■ Task to complete:
Take each line of the records below that contains the string "horn" and copy it.

□ □ □ □

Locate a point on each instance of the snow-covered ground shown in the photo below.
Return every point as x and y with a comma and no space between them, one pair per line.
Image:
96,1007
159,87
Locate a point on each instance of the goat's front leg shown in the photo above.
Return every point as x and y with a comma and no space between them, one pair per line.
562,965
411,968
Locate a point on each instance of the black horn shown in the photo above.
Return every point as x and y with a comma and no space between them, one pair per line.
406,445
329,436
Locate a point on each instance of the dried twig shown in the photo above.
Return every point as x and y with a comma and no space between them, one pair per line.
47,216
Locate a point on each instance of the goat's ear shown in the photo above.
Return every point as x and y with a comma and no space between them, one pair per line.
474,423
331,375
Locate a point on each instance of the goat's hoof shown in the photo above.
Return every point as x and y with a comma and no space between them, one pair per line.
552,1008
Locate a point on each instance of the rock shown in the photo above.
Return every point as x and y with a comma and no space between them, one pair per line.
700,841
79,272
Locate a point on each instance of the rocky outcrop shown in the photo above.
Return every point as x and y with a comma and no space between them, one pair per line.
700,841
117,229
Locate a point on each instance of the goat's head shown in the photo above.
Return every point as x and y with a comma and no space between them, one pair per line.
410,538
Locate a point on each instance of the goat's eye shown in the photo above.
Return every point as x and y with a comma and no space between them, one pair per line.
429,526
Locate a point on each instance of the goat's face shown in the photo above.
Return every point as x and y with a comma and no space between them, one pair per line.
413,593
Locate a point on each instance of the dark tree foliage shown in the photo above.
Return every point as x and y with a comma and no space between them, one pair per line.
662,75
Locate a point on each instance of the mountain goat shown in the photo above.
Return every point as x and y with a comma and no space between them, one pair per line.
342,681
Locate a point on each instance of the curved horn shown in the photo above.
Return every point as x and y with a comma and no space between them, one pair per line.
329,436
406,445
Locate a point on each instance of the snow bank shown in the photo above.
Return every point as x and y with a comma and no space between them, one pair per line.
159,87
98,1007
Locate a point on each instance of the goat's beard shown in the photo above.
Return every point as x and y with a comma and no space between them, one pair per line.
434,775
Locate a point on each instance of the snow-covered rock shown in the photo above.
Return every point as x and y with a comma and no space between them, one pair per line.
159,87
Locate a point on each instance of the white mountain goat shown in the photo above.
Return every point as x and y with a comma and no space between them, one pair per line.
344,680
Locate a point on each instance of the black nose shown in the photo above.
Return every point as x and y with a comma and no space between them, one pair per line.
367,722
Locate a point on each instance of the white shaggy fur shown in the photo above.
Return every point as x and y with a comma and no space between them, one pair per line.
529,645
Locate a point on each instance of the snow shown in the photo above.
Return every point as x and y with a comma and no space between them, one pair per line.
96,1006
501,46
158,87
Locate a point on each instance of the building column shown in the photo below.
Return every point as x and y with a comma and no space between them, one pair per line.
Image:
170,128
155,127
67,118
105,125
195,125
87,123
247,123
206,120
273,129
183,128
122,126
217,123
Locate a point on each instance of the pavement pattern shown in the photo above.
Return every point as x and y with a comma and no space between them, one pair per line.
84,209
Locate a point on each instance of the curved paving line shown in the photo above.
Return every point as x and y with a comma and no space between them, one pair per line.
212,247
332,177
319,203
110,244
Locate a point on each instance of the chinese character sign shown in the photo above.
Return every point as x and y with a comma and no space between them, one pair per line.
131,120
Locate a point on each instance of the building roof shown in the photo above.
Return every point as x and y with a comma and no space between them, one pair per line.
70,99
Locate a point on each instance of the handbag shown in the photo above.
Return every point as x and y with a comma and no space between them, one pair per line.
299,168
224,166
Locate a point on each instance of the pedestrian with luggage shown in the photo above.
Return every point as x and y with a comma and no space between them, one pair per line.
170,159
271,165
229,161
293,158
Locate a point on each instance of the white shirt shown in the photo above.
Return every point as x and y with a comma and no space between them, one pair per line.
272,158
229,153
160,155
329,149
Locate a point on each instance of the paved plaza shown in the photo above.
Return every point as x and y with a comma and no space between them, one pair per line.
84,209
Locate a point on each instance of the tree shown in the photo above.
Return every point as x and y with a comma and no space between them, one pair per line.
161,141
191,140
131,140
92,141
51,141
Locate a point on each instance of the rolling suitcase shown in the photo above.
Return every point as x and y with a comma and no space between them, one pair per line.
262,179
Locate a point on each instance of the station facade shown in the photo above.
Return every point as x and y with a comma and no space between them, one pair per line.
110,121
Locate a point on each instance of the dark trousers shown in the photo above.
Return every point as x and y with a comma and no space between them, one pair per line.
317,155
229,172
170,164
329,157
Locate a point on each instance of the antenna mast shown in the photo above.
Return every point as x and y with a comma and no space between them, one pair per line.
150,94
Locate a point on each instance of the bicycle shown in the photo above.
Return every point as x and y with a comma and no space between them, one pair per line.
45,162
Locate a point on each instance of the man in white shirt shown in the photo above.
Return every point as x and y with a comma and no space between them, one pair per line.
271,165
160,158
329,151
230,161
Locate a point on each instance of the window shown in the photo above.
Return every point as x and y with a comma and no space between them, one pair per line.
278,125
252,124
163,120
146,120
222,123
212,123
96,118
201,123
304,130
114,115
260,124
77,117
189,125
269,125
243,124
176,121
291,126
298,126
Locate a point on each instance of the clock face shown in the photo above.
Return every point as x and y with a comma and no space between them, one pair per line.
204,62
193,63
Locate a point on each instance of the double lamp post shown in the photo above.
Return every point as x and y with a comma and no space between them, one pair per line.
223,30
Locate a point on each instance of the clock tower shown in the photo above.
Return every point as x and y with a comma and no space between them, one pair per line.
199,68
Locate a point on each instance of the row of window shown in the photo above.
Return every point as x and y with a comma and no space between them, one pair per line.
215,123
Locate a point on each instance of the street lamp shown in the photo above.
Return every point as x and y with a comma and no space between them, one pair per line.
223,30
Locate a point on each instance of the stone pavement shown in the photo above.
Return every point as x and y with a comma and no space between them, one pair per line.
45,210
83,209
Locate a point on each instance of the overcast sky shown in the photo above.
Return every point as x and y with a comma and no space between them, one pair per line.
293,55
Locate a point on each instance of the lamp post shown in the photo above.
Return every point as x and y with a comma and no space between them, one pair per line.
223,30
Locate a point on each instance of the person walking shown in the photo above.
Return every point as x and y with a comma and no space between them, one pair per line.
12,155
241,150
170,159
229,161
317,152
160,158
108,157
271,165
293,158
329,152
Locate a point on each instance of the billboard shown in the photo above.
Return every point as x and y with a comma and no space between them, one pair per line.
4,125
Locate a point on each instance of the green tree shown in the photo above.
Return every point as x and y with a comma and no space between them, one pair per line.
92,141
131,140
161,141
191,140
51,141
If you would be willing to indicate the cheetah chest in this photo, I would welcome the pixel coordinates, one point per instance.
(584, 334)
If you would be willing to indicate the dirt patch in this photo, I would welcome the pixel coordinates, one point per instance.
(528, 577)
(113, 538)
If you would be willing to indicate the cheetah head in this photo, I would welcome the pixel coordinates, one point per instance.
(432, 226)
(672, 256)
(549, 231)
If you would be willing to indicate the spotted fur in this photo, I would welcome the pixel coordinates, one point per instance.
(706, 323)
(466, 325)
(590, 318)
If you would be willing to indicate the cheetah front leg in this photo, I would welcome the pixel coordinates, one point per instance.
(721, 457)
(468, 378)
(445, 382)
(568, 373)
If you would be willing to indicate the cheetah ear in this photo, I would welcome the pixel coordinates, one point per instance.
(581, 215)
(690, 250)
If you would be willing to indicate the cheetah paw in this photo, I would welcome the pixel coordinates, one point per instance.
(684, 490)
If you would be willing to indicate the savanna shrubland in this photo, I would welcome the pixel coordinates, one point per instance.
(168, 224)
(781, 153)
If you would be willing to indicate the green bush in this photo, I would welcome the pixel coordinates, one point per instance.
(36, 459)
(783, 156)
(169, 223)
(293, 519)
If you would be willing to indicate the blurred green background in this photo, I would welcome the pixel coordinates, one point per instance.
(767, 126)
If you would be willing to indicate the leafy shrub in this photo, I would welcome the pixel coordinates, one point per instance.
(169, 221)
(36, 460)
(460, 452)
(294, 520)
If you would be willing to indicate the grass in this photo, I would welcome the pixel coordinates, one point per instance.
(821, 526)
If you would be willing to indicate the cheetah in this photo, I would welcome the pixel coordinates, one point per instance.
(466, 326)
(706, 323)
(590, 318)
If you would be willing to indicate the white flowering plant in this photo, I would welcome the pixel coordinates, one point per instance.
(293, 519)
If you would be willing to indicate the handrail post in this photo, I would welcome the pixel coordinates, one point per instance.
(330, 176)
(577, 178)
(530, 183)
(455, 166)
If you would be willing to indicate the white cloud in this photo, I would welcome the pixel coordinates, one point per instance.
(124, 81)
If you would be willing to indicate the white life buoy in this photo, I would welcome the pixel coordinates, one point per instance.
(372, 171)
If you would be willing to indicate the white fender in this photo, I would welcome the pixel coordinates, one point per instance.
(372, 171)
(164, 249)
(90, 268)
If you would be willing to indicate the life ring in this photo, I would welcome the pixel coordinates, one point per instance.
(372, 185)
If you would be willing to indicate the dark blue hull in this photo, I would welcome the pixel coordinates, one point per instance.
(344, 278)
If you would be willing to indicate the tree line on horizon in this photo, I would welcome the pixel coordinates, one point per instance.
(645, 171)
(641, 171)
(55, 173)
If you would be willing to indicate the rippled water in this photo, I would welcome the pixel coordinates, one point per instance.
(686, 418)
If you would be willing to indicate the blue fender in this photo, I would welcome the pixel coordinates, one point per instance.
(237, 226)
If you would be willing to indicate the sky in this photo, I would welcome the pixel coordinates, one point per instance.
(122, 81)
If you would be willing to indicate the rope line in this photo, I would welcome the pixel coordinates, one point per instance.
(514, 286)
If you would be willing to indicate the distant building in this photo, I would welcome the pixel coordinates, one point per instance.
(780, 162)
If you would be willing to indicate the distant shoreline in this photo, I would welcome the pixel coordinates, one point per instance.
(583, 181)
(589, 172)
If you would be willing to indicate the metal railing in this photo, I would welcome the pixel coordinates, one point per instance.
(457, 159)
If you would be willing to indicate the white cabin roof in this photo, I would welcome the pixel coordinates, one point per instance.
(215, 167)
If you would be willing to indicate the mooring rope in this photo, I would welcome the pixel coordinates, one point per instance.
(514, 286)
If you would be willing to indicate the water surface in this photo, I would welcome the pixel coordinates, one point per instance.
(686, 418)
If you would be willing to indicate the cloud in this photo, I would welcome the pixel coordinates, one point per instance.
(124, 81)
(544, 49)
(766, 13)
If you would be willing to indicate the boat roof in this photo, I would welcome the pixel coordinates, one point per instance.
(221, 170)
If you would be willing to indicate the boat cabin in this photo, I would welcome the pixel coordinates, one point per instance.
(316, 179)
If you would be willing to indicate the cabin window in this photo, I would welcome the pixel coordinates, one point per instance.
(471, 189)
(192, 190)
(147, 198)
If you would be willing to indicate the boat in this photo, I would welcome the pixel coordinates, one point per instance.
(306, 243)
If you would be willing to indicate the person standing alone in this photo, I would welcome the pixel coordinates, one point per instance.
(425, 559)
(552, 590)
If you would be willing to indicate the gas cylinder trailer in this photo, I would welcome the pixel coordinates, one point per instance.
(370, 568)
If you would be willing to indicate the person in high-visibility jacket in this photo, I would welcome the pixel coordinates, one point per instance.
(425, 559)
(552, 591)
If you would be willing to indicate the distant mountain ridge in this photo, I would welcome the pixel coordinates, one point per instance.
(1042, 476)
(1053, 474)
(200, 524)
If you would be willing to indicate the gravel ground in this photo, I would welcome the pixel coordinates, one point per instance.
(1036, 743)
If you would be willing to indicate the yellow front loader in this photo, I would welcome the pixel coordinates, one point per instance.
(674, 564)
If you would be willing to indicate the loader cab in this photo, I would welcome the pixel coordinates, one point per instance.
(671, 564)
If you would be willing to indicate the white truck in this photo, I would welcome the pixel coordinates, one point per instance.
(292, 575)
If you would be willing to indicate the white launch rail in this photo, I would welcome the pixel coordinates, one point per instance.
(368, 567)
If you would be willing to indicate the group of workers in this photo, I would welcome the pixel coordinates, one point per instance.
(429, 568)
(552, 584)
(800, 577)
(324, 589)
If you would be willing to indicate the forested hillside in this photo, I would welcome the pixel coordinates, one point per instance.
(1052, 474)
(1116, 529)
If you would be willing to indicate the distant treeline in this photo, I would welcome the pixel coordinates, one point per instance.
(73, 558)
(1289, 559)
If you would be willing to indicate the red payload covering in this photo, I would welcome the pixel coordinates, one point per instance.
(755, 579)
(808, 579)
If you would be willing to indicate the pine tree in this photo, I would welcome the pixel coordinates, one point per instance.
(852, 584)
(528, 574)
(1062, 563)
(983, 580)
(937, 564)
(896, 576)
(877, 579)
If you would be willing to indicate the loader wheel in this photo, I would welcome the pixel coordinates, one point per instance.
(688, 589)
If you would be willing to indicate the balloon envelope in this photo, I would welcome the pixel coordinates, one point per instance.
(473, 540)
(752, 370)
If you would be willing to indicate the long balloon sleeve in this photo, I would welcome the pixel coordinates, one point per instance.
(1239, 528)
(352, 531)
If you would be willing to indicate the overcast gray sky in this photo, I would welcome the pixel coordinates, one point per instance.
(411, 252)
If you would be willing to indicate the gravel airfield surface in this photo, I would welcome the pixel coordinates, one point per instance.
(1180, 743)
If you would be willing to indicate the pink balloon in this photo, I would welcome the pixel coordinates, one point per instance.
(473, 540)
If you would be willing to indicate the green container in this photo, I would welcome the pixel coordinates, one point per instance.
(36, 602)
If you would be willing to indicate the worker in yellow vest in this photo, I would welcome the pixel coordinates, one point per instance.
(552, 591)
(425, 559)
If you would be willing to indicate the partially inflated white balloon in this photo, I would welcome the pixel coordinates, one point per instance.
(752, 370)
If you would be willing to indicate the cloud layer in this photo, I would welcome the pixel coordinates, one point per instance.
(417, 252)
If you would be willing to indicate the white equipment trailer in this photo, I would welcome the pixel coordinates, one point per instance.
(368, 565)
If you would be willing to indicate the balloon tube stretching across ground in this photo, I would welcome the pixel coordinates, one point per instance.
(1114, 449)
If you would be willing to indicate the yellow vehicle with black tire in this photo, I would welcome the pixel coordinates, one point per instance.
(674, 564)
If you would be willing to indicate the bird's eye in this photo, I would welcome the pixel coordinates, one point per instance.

□ □ □ □

■ Your response:
Locate a point on each instance of the black horn shown in the photo above.
Locate a point on each instance of the curved horn shown in the photo above.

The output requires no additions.